═════ Document extract ═════

Property Division Divorce Lawyers
What is family property?
Family property, or marital assets, are property acquired during the marriage, specifically, after the date of marriage and before the date of separation. Any asset acquired during this period, regardless of which spouse acquired it, so long as it still exists at the date of separation, is considered family property.
Property division divorce lawyers can advise clients when it comes to determining what counts as marital assets and what does not.
Part I of the Family Law Act (FLA) govern the division of family property for married spouses. Common law spouses are not subject to the FLA and as such do not have the same entitlements, see below for information about common law spouses and property division. Under the FLA, the system used for dividing family property is a “deferred community-of property” regime. The idea is that upon marriage, each spouse is automatically entitled to share equally in the profits of the marriage.

═════

Set down the passage from the property division page word for word, from "Part I of the" to "of the marriage.".

═════ Supplied material ═════

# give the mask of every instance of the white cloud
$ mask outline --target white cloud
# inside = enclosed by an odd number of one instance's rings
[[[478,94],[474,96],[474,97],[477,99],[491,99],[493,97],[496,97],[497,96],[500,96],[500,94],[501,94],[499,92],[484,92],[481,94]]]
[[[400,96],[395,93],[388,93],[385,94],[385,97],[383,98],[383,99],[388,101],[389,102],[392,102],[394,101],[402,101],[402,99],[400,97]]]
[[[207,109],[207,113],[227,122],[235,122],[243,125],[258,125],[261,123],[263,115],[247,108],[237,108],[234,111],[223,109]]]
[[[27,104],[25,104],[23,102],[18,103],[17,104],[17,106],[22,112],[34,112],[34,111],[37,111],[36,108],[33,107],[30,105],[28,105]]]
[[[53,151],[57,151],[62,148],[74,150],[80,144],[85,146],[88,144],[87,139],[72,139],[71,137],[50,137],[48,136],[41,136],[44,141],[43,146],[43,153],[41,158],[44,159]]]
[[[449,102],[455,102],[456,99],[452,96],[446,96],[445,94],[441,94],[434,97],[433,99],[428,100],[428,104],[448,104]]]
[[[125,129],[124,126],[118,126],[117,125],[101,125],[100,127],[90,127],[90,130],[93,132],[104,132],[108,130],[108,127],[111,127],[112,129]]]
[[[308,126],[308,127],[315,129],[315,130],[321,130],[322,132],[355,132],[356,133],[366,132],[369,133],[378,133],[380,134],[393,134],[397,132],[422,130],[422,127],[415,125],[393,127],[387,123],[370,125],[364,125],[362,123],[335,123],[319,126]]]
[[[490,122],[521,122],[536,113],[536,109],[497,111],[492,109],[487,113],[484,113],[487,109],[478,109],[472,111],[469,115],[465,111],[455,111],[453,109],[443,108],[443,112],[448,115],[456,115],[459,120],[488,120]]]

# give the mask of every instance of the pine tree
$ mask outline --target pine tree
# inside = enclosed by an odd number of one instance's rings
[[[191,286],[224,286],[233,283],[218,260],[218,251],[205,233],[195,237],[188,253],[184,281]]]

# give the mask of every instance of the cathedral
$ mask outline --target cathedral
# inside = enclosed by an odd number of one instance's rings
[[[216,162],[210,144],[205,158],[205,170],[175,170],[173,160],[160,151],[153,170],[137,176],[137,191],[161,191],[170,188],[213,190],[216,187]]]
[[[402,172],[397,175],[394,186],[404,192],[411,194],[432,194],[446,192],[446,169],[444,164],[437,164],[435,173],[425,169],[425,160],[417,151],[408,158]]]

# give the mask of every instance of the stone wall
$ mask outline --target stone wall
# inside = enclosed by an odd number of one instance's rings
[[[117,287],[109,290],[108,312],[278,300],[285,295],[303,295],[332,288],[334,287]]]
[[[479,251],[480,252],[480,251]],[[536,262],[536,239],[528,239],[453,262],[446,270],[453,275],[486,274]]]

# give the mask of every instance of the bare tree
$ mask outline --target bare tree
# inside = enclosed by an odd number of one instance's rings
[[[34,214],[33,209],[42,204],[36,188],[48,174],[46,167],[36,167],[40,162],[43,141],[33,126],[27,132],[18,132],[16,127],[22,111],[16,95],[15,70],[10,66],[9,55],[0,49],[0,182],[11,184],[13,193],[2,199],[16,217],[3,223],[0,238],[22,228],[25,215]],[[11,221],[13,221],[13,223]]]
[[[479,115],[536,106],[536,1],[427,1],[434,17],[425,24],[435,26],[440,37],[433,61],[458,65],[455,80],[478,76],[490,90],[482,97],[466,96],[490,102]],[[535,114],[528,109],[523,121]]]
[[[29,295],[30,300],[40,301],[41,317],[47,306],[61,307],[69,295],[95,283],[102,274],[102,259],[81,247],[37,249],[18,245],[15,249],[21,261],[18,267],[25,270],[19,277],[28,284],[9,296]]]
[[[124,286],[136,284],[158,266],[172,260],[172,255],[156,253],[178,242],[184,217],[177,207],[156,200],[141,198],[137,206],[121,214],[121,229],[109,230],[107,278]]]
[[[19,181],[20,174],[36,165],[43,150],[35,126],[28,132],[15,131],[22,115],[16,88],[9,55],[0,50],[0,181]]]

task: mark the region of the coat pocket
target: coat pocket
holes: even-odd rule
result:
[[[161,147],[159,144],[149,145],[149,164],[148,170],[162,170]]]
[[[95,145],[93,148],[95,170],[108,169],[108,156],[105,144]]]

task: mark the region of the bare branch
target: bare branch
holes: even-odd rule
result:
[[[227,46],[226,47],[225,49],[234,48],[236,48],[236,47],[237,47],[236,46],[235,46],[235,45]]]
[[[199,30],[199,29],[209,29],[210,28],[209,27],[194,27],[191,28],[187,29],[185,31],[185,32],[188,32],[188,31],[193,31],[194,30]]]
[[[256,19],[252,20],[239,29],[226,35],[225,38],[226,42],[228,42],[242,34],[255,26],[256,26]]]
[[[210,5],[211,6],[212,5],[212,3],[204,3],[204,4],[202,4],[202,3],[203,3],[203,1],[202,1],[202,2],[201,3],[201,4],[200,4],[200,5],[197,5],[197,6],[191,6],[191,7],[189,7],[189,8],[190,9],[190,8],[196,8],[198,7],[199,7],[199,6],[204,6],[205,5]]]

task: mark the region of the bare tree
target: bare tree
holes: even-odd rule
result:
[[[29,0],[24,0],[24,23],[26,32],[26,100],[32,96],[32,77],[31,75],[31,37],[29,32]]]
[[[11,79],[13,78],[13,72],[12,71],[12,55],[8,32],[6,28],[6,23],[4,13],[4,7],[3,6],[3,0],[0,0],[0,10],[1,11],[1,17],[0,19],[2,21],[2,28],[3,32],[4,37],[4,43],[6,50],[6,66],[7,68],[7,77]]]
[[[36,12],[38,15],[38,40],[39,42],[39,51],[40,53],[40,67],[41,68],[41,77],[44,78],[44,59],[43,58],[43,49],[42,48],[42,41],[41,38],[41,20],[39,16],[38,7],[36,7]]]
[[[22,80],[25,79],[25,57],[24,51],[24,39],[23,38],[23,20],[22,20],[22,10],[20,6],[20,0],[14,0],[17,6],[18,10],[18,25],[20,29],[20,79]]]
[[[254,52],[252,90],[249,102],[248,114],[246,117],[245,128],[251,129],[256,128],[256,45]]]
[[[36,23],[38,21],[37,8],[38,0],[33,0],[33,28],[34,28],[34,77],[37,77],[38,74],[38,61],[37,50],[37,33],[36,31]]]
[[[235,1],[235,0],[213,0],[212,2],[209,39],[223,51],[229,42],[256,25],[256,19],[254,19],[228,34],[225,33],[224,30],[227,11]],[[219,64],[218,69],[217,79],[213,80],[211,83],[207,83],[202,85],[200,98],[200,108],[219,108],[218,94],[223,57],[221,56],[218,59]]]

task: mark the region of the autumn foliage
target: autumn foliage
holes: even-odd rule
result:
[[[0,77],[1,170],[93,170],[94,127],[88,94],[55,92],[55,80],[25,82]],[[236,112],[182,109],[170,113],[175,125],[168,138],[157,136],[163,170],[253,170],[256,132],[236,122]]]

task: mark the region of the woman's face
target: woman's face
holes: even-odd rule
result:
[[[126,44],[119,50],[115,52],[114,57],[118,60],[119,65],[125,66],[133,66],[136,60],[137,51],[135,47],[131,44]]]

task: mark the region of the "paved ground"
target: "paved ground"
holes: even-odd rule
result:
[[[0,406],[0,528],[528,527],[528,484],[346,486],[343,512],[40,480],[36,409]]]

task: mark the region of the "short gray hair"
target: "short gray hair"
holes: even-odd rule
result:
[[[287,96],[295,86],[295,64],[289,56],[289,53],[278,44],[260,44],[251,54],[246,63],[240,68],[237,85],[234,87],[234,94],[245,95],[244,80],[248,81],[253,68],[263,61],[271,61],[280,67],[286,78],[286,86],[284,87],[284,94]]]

═════

**Task output:**
Part I of the Family Law Act (FLA) govern the division of family property for married spouses. Common law spouses are not subject to the FLA and as such do not have the same entitlements, see below for information about common law spouses and property division. Under the FLA, the system used for dividing family property is a “deferred community-of property” regime. The idea is that upon marriage, each spouse is automatically entitled to share equally in the profits of the marriage.